— START Document —
A revenue recognition standard may make structuring contracts a thing of the past.



A tax calculation table (Photographer: Daniel Acker/Bloomberg)
A tax calculation table (Photographer: Daniel Acker/Bloomberg)

Starting today, the way companies recognise revenue from contracts with their customers is set to change. The accounting body Institute of Chartered Accountants of India notified a new revenue recognition standard for customer contracts in line with the International Financial Reporting Standards.

This Indian accounting standard—Ind AS 115—will impact contracts in the real estate sector, information technology industry where there is a supply of hardware and software in a contract, royalties for intellectual property, contracts where there is variable consideration, licences, sale and return, etc, PR Ramesh, chairman of Deloitte India, explained.

The standard will apply to situations where there is bundling of transactions that requires revenue recognition to be postponed or measured differently. You’ve to understand the obligations under the contract to be able to determine what is the price and value of the individual deliverable. For revenue recognition, you’ve to then see whether each of those deliverables is a separate item through which the customer derives value. 
PR Ramesh, Chairman, Deloitte India 

Ramesh explained this by way of an example: Let’s say there is a contract under which X has to provide a satellite connection to Y. X can structure a contract saying, I’ll put a dish antenna first, then a set-top box and then do the wiring and charge separately for all of these. But can X recognise the revenue for the antenna? Perhaps not because the antenna without the set-top box has no meaning for Y, the customer. If all of this is part of a one single deliverable, can one unbundle the contract and allocate revenue to each element independent of how it’s written in the contract? The new accounting standard gives guidance for such contracts and the days of structuring transactions will now go away because revenue recognition may get postponed, Ramesh added.
— END Document —
— START Given information —
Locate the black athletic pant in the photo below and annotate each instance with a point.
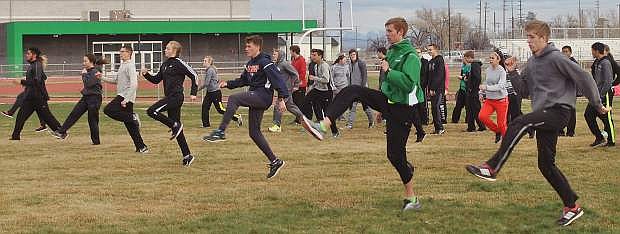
— END Given information —
*Tasks to perform:*
A) List each item that, in the satellite connection example from the article on the Ind AS 115 revenue recognition standard, X could charge for separately.
B) Write the next part of the article on the Ind AS 115 revenue recognition standard, picking up after its final sentence.

*Expected results:*
A)
- Dish antenna
- Set-top box
- Wiring

B)
Revenue is one of the most important financial matrix that companies report, and this standard will impact that in a big way, Sai Venkateshwaran, partner and head of Accounting Advisory Services at KPMG India, told BloombergQuint. Ind AS 115 corresponds to IFRS 15 and globally companies have moved to this standard from January this year, he added.

Indian companies will need to adopt this standard now from April 1. Globally, companies got a three-year window to adopt this standard as it was put out three years ago. It does take a fair bit of time for companies to ascertain the impact, restructure their arrangements, make changes to their IT system, etc. But in India, while the exposure draft came out a few months back, since the notified standard hadn’t come out until yesterday, companies aren’t as prepared.
Sai Venkateshwaran, Partner & Head -Accounting Advisory Services, KPMG India

Ind AS 115 will improve comparability of revenue across entities, industries, global capital markets, the ICAI media note pointed out. The standard prescribes only one underlying principle for revenue recognition—i.e. transfer of control over goods or services and replaces the ‘fair value’ concept with ‘transactions price’ which is better suited for measurement of revenue, the noted elaborated. It reduces scope of interpretation and requires improved disclosures to help investors and analysts better understand an entity’s revenue, it said.